**Goal**: Find every line in the entries below that contains the word "white", matching case exactly, and copy each of those lines in full.

┌─ Supplied data

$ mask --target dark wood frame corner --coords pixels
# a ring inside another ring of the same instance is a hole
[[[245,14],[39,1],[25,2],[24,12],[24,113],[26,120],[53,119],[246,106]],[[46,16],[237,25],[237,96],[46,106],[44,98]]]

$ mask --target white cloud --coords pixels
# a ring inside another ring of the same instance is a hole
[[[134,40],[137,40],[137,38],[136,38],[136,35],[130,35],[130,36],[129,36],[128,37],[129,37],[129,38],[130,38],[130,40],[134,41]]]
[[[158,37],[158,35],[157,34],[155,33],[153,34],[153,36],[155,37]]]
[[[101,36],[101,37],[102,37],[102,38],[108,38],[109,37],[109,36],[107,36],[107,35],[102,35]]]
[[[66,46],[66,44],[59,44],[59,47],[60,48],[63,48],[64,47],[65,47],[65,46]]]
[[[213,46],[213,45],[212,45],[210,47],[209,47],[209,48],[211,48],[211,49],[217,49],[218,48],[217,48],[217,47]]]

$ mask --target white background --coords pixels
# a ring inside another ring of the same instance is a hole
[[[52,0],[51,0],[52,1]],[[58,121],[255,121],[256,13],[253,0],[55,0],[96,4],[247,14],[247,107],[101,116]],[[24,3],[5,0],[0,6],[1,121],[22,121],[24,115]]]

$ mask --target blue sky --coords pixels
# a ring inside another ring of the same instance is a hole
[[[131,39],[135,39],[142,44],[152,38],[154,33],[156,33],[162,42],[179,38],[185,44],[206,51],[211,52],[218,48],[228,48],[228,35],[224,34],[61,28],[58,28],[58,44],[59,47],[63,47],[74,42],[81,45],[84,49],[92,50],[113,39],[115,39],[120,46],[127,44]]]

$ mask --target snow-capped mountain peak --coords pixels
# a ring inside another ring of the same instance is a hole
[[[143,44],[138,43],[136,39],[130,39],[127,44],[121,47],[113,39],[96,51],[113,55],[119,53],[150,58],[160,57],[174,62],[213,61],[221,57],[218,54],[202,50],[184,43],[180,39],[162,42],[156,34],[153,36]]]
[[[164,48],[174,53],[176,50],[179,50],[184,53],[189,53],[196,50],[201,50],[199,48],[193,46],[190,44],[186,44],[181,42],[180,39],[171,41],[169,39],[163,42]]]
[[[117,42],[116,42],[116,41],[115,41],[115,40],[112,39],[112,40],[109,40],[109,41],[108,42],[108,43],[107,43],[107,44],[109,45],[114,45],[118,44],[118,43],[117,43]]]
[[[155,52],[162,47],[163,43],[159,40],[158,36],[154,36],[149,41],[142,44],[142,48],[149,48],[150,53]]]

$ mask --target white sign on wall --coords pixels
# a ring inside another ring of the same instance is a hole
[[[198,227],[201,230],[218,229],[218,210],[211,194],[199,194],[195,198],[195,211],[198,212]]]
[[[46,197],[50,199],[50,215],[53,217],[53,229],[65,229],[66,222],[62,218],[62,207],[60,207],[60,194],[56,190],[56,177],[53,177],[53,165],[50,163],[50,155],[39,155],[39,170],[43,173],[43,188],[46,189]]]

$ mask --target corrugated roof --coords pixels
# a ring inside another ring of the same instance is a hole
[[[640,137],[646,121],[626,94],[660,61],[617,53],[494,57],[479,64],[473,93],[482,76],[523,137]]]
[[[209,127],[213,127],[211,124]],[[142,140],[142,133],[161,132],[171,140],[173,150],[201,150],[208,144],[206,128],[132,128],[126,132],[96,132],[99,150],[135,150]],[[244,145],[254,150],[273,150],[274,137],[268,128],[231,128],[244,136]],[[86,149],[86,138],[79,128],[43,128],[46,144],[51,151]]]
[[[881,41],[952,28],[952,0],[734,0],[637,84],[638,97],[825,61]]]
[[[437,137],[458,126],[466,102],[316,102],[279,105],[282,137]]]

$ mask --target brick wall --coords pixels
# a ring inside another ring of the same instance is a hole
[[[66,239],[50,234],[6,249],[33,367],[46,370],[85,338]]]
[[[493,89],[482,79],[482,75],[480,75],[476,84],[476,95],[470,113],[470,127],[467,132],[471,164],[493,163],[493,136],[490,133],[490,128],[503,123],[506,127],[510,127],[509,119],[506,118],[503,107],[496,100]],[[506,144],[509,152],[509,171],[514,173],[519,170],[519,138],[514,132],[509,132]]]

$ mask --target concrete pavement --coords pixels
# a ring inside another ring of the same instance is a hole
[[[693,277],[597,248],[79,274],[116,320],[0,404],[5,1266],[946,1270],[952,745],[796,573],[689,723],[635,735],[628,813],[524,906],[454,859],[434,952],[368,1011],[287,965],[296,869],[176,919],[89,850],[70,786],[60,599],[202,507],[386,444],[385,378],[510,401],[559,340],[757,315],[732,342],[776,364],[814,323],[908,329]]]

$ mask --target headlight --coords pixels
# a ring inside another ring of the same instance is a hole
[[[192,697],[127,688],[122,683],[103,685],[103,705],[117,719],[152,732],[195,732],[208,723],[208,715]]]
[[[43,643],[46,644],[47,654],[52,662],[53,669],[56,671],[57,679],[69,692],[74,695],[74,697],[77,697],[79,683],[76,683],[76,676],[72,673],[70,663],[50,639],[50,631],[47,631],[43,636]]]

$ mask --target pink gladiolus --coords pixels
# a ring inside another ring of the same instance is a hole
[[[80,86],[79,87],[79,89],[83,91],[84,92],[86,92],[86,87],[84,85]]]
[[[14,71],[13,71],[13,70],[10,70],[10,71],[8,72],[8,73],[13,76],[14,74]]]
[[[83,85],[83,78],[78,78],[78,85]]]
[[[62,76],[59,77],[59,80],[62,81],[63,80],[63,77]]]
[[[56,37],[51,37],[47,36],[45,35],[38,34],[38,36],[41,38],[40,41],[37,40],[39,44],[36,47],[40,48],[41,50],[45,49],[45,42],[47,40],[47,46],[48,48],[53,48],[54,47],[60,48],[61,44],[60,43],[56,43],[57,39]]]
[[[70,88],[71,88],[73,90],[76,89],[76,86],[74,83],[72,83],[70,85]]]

└─

**Answer to this task**:
$ mask --target white cloud --coords pixels
$ mask --target white background --coords pixels
$ mask --target white sign on wall --coords pixels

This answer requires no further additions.